- Records from a collection
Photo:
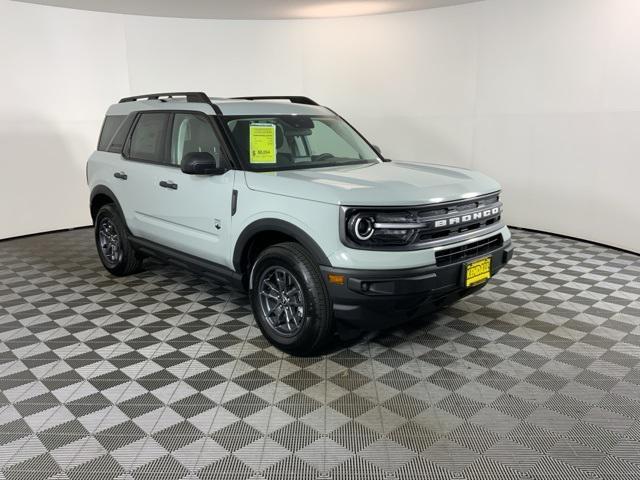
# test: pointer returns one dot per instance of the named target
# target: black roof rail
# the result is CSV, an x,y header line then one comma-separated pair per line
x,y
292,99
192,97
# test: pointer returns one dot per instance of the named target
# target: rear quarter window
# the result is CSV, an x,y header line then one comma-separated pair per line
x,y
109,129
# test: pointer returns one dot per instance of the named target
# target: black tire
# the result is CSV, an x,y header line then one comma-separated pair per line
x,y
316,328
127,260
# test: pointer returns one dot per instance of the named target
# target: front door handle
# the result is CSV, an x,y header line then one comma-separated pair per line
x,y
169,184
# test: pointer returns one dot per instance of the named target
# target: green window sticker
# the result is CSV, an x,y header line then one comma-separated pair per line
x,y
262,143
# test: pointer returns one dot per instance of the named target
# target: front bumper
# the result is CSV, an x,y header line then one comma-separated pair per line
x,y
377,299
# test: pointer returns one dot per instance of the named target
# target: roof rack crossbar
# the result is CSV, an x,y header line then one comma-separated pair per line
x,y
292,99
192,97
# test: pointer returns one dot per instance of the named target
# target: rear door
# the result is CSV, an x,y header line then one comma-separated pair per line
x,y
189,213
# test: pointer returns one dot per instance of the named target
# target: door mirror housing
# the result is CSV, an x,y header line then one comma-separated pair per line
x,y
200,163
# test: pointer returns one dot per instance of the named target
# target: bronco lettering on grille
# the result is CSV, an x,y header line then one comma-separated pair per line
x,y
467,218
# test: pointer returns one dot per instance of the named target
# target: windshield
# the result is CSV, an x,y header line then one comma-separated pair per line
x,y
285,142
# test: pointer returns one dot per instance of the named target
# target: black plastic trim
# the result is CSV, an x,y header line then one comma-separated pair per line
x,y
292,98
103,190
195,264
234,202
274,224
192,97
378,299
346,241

- Stated task
Exclude the pictures. Write out the remaining data exactly.

- Answer below
Photo:
# test: pointer returns one dot per instance of the named target
# target: black roof rail
# the result is CSV, an x,y header line then one comma-separated pair per line
x,y
292,99
192,97
# test: pointer returns one dot per instance of the named target
# target: rear quarter window
# the result is CSV, an x,y header line then one comma-separated pair per line
x,y
109,129
# test: pointer returns one dot per instance of the named target
# target: black tire
# the result is CSV, an x,y header line then one comma-separated pair per line
x,y
316,328
127,260
# test: pointer returns one dot per instance of the named target
# target: front door handle
# the result is CSV, an x,y header line then one comma-separated pair per line
x,y
169,184
# test: pointer returns one dot per instance of the named target
# target: green window sticker
# the result is CSV, an x,y header line then one comma-separated pair per line
x,y
262,143
# test: pointer returns one dot per instance of the named target
# target: front bumper
# the result is CSV, an x,y header line then one comma-separated pair per line
x,y
377,299
# test: pointer returns one dot per instance of the named target
# target: roof rack crossbar
# the result is CSV, an x,y header line then one comma-separated pair per line
x,y
292,99
192,97
# test: pointer returns one dot per instance of the named target
# target: rear door
# the result is CSV, an x,y header line then one comma-separated pair per line
x,y
189,213
# test: pointer returns one dot per instance of the named target
# target: door mirror housing
# the result is CSV, an x,y header line then one comma-separated pair per line
x,y
200,163
# test: pointer returns one dot per instance of the named target
# target: bronco lettering on grille
# the result is CSV, an x,y header line then one comma-separated pair per line
x,y
467,218
# test: pointer returns one dot per instance of the named target
# target: windshield
# the result is CSV, an x,y header line then one comma-separated pair per line
x,y
285,142
# test: pointer returns one dot per instance of the named target
# target: black plastic trim
# the result is CSV, an x,y header line then one comma-separated pair per line
x,y
292,98
103,190
195,264
234,202
274,224
192,97
378,299
346,241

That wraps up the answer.